Extract to read:
= = = = =

# One tire sticks out more than the other



## Alireza (May 26, 2011)

So I just installed my coilovers and the front passenger (right) tire sticks out while the driver side (left) tire is tucked in. 

The car was fine before installing the coilovers. I got alignment after and everything is pretty solid except camber. I have -1.3 camber on the left and +1.2 on the right.

my wheels are 19" by 9 SSR GT3 35mm offset in the front, same size tires and everything. 

25mm offset in rear. Things are solid in the rear. 

I hit a deer last year. Impact was front driver fender, bumper, and hood. 

I was thinking about going to a frame shop tomorrow to have it checked just to make sure if the deer incident didn't mess anything up but I was wondering if there's suspension part that I may have to modify after installing the coilovers. 

help please?? :confused


----------



## 87GN06GTO07IRL (Aug 10, 2009)

It's the camber difference causing that. Go back to alignment shop and tell them you want them both negative. If not, your will never handle again.


----------



## Alireza (May 26, 2011)

= = = = =

Stored data:
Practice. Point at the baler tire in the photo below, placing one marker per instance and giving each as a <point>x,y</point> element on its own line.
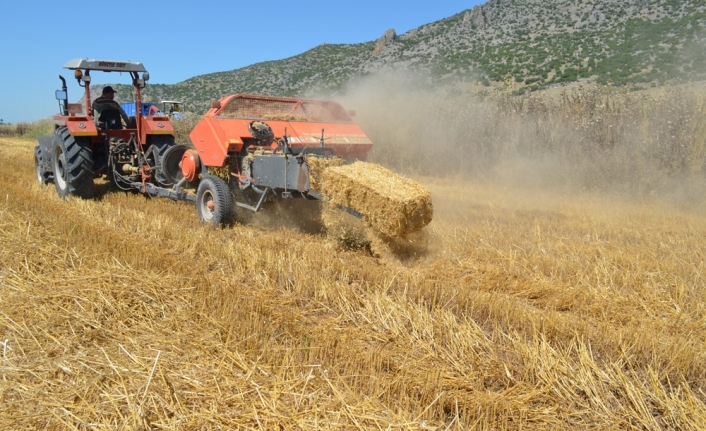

= = = = =

Directives:
1. According to the forum thread about one tire sticking out, what camber reading does the right side have after the alignment?
2. Carry on the forum thread about one tire sticking out more than the other, starting from the point where it stops.

Results for the exercise:
1. +1.2

2.
87GN06GTO07IRL said:


> It's the camber difference causing that. Go back to alignment shop and tell them you want them both negative. If not, your will never handle again.


Thanks for the response.. 
Ok, I've been trying to figure out how to do the camber adjustment. my coilovers did not come with the camber plate and I can't seem to find a decent camber kit online. All I have found is these:

New Rear Mevotech 1-corner set Camber and Alignment Kit Chevy Olds S60 2006 Car | eBay


----------



## Alireza (May 26, 2011)

Anybody knows how to adjust the camber in the front? It's sitting on megan coils. I really need to fix this asap and alignment shops want to know how it's done before setting to do the job. 

please help..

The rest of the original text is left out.